### Text block:
START
With Favour the Bold, the writers begin winding down the ambitious six-episode arc that opens the sixth season of Star Trek: Deep Space Nine.

Indeed, Favour the Bold plays almost like the first part of a two-parter nestled at the end of the sprawling six-episode arc that opens the sixth season. At the end of the teaser, Sisko unveils his ambitious plan to Dax, boasting, “We’re going to retake Deep Space Nine.” It is the story that very clearly moves the arc that began with Call to Arms towards its conclusion, manoeuvring the series back towards the familiar status quo in which Captain Benjamin Sisko commands a lone Federation outpost near the distant planet of Bajor.

Point man.

Point man.

Favour the Bold is very much about lining up everything for the climax of the arc, moving the pieces into place so that that the dominoes can begin falling as early as possible in Sacrifice of Angels. However, the episode benefits from the fact that a lot of the heavy-lifting has already been done by this point in the arc. Behind the Lines already had Odo betray Kira, Rom get arrested and Damar figure out how best to dismantle those pesky self-replicating mines. That is already a lot of the table-setting for the arc’s epic conclusion, before Favour the Bold even begins.
END
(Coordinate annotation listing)
START
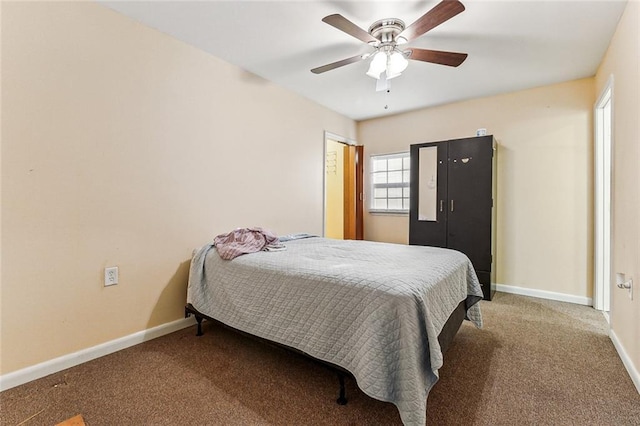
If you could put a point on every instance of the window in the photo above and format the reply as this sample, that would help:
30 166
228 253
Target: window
390 183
END
### Challenges:
- A) Locate each line in the listing that contains the word "window" and copy those lines out in full.
- B) Extend the review of the Deep Space Nine episode Favour the Bold by writing what comes after its final sentence.
The text and the listing have no connection to each other.

### Answers per task:
- A)
If you could put a point on every instance of the window in the photo above and format the reply as this sample, that would help:
Target: window

- B)
As such, Favour the Bold has the luxury of beginning with a lot of its work already done and ending at the point where the action truly commences. The result is a surprisingly relaxed penultimate episode for this ambitious arc, one with the freedom to indulge in smaller character-driven scenes and the space in which to breathe.

They just need some space.

They just need some space.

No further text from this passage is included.